### RECORDS SUPPLIED
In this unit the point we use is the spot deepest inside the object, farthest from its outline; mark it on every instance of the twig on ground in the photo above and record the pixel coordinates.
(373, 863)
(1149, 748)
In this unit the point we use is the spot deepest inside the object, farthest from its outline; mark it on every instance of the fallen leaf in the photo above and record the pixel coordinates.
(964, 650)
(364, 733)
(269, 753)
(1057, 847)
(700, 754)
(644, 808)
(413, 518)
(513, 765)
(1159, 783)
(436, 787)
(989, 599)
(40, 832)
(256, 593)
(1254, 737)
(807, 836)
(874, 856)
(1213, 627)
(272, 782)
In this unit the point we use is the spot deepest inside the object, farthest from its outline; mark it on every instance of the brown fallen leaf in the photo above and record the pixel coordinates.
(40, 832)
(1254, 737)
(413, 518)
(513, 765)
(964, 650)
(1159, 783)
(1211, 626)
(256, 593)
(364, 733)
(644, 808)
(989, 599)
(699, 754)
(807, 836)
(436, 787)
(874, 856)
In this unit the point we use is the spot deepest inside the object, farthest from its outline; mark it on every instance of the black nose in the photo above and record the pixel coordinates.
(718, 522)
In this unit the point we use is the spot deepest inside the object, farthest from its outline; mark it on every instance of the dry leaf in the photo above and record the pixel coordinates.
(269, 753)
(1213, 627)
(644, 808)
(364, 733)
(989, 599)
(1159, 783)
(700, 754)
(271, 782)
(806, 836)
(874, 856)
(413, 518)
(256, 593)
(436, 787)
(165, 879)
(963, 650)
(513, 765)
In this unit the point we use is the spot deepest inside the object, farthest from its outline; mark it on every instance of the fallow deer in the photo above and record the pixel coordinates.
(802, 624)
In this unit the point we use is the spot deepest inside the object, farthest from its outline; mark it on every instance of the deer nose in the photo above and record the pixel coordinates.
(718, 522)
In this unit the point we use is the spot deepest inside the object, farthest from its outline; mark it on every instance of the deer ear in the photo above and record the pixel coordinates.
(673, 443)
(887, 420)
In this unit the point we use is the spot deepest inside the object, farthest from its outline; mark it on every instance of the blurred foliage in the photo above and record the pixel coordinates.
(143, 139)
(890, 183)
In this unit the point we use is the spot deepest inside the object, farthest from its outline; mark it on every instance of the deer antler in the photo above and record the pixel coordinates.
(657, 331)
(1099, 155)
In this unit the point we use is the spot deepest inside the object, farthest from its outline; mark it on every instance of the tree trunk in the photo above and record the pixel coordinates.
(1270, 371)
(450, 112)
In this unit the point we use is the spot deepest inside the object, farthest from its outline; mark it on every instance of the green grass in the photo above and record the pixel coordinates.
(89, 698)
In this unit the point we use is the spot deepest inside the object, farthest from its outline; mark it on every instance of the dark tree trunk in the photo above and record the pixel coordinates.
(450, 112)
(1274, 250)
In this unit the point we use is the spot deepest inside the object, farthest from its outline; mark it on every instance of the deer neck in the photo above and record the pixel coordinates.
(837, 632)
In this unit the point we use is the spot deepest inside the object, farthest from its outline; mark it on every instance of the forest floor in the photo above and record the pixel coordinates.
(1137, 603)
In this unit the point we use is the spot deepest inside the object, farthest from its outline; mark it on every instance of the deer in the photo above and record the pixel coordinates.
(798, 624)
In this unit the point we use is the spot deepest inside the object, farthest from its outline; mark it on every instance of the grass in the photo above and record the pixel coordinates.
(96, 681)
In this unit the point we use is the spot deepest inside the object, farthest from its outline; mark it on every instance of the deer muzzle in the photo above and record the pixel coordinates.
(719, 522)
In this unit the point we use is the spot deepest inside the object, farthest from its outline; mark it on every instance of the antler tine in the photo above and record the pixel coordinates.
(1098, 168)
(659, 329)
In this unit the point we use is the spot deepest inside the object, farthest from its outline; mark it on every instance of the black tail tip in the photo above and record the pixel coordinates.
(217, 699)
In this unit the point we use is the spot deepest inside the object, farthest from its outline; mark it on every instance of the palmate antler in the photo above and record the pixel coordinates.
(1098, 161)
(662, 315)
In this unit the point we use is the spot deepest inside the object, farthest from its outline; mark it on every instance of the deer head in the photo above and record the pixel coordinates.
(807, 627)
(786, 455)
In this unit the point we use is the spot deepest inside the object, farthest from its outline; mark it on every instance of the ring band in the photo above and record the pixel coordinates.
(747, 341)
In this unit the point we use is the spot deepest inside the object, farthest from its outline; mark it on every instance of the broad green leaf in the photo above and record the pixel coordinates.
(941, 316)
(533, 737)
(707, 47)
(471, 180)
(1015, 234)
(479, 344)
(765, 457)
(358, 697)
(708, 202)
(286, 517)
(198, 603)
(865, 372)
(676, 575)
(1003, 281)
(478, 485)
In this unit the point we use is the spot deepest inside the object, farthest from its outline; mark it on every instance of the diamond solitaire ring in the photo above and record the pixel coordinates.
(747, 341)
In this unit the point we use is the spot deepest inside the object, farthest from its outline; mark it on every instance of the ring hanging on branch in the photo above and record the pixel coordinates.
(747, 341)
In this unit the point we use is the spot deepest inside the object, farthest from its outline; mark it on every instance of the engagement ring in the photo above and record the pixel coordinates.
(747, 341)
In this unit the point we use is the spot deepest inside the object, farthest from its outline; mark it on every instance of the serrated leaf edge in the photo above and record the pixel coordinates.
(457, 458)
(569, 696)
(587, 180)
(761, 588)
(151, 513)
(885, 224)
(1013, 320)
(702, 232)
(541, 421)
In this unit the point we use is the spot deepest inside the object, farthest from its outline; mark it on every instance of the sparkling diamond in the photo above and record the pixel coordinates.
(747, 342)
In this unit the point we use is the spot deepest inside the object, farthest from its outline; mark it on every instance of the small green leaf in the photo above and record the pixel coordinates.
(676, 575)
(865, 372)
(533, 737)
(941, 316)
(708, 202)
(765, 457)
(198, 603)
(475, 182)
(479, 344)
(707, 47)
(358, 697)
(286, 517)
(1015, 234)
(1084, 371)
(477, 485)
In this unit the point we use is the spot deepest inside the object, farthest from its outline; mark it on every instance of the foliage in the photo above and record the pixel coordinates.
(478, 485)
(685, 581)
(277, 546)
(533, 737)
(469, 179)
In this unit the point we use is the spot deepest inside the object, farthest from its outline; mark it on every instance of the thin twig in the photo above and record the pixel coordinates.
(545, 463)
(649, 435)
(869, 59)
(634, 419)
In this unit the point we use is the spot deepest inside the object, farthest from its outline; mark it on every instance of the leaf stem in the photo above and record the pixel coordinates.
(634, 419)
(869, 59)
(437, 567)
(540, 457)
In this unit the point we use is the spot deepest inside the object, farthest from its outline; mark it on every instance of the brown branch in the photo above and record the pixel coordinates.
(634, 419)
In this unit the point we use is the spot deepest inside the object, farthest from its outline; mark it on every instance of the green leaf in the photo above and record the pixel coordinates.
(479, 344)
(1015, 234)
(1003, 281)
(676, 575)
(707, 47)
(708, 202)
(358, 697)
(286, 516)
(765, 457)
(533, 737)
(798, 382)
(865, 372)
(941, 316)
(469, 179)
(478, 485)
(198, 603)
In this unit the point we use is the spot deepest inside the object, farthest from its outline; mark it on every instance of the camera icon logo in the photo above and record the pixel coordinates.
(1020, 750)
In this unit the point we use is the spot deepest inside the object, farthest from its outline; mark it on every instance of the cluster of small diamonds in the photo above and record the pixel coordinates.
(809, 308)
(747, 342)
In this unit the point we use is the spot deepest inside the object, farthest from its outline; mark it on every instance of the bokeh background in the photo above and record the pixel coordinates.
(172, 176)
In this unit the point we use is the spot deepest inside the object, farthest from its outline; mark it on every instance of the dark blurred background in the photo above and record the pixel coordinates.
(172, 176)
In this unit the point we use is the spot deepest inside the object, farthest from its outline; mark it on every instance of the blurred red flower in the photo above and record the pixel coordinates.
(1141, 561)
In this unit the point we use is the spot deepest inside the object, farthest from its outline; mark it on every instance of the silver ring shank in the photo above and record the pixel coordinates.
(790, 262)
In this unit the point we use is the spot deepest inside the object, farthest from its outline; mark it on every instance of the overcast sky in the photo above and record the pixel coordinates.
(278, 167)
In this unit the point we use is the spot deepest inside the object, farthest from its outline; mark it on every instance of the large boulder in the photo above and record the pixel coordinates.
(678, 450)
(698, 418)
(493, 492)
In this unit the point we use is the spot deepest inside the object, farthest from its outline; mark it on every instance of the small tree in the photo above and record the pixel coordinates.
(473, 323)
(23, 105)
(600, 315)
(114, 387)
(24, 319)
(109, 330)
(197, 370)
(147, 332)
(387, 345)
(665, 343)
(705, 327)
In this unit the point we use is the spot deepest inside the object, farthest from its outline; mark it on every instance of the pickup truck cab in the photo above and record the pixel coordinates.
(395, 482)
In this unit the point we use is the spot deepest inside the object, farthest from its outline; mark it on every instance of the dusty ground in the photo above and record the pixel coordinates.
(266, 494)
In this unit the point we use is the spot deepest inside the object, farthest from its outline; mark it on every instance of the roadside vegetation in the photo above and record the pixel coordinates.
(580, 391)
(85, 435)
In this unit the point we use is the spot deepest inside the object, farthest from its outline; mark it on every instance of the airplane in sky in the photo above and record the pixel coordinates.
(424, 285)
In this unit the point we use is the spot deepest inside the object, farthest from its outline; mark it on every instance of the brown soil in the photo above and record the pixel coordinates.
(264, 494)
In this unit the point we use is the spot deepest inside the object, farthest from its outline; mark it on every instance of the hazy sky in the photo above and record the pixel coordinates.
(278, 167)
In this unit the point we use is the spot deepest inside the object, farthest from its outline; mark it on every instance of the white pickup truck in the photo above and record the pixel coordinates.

### EXERCISE DIRECTIONS
Please put the listing above, from its start through the line containing "(1149, 748)", into a numbered list, leaving out blank lines.

### FULL ANSWER
1. In this unit the point we use is the spot deepest inside the object, farthest from its outline; mark it on every instance of the twig on ground in the photo above and record the pixel coordinates.
2. (373, 863)
3. (1149, 748)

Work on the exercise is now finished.